*TASK*. Can you reproduce all of the data below verbatim, line for line?

*MATERIAL FOR THE TASK*.

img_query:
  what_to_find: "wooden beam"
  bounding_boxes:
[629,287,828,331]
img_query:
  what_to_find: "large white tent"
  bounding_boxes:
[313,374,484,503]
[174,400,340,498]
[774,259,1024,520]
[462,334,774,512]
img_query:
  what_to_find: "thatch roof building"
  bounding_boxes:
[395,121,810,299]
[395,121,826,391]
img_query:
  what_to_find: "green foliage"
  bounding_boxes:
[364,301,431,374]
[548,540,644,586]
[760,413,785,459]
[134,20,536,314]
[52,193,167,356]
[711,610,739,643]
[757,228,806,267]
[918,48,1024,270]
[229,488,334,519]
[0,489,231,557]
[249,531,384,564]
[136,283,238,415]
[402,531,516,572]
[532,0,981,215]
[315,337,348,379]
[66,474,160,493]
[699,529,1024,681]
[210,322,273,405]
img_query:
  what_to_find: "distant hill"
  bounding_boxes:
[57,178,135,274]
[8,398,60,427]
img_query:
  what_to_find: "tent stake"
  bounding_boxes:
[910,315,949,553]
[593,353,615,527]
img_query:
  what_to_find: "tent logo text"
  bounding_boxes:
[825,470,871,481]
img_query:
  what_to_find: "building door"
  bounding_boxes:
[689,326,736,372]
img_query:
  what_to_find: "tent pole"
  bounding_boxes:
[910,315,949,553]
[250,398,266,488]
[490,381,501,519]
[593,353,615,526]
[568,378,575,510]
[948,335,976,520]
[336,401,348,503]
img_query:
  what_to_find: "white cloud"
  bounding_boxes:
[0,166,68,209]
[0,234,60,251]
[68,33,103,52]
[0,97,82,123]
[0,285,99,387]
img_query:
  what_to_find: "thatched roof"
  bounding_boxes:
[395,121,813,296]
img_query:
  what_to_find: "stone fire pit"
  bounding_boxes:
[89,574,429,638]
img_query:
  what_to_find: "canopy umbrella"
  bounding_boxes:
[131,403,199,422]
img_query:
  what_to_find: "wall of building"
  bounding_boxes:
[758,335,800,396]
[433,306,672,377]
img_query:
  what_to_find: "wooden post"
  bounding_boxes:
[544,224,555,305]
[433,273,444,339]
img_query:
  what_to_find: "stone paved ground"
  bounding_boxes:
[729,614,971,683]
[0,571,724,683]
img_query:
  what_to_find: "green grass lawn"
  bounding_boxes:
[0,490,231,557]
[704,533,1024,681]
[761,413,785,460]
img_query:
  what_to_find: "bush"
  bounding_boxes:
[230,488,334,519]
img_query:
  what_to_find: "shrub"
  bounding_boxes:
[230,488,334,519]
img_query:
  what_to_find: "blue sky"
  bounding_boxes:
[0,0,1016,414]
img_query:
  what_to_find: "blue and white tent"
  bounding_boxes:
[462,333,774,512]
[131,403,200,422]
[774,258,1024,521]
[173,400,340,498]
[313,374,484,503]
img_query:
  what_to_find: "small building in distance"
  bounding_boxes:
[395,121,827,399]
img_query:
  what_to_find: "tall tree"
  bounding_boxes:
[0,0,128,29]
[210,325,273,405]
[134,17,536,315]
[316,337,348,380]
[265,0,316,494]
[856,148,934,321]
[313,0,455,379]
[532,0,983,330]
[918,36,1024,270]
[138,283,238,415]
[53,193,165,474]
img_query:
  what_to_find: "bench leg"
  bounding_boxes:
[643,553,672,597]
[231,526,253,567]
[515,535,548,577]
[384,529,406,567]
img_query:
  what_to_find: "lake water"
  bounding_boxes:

*RESPONSE*.
img_query:
  what_to_find: "wooden beam"
  bounding_boxes:
[629,287,828,331]
img_query:
  what_to_find: "large white tent"
  bounding_boxes:
[313,374,484,503]
[174,400,340,498]
[774,259,1024,520]
[462,334,774,512]
img_query:
  what_to_find: "thatch roof building"
  bounding_boxes:
[395,121,810,299]
[395,121,826,391]
img_query:
  what_to_find: "green foliage"
  bounding_boxes:
[364,301,431,374]
[548,540,644,586]
[760,413,785,459]
[134,20,536,314]
[52,193,167,356]
[711,610,739,643]
[757,228,806,267]
[918,48,1024,270]
[229,488,334,519]
[0,489,231,557]
[249,531,384,564]
[136,283,238,415]
[402,531,516,572]
[532,0,981,215]
[315,337,348,379]
[66,474,160,493]
[699,529,1024,681]
[210,322,273,405]
img_query:
  what_to_find: "distant hill"
  bounding_boxes:
[57,178,135,274]
[8,398,60,427]
img_query:
  what_to_find: "tent stake"
  bounding_boxes:
[910,315,949,553]
[593,353,615,527]
img_query:
  what_to_find: "tent logo text"
  bounding_boxes:
[825,470,871,481]
img_query:
  what_to_find: "building door"
  bounding_boxes:
[689,326,736,372]
img_query:
  what_to_find: "tent pole"
  bounding_boxes:
[910,315,949,553]
[250,398,266,488]
[490,381,501,519]
[593,353,615,526]
[568,378,575,510]
[948,335,976,520]
[336,401,348,503]
img_query:
  what_to_find: "white cloud"
  bounding_boxes:
[0,166,68,209]
[0,234,60,251]
[68,33,103,52]
[0,97,82,123]
[0,285,99,387]
img_query:
  what_to_find: "thatched roof"
  bounding_boxes:
[395,121,813,296]
img_query:
  what_to_find: "stone fire pit"
  bounding_boxes:
[89,574,429,638]
img_query:
  what_to_find: "canopy umbrella"
  bounding_boxes:
[131,403,199,422]
img_query:
  what_to_find: "wall of building"
  bounding_boxes:
[758,335,800,396]
[433,306,672,377]
img_query:
  what_to_find: "wooden post"
  bounding_boxes:
[544,224,555,305]
[433,273,444,339]
img_query:
  what_to_find: "stone paved ground"
  bounding_boxes:
[729,614,971,683]
[0,571,724,683]
img_query:
  what_to_find: "green grass lawn"
  bounding_boxes:
[0,490,231,557]
[704,533,1024,681]
[761,413,785,460]
img_query:
  what_to_find: "bush"
  bounding_boxes:
[230,488,334,519]
img_query:
  what_to_find: "shrub"
  bounding_boxes:
[230,488,334,519]
img_query:
  what_to_find: "blue sky"
  bounding_boxes:
[0,0,1016,414]
img_query:
  what_to_find: "blue and white tent"
  bounding_boxes:
[462,333,774,512]
[131,403,200,422]
[774,258,1024,521]
[173,400,340,498]
[313,374,484,503]
img_query:
  what_to_find: "small building in distance"
  bounding_boxes:
[395,121,827,399]
img_query:
  what_to_find: "tall tree"
  bounding_boxes:
[0,0,128,29]
[210,325,273,405]
[134,17,536,315]
[316,337,348,380]
[265,0,316,494]
[856,148,934,321]
[313,0,455,379]
[532,0,983,330]
[918,36,1024,270]
[138,283,238,415]
[53,193,165,474]
img_query:
  what_to_find: "bench leg"
  bounding_boxes:
[643,553,672,597]
[231,526,253,567]
[515,535,548,577]
[384,529,406,567]
img_query:
  what_to_find: "lake water"
  bounding_boxes:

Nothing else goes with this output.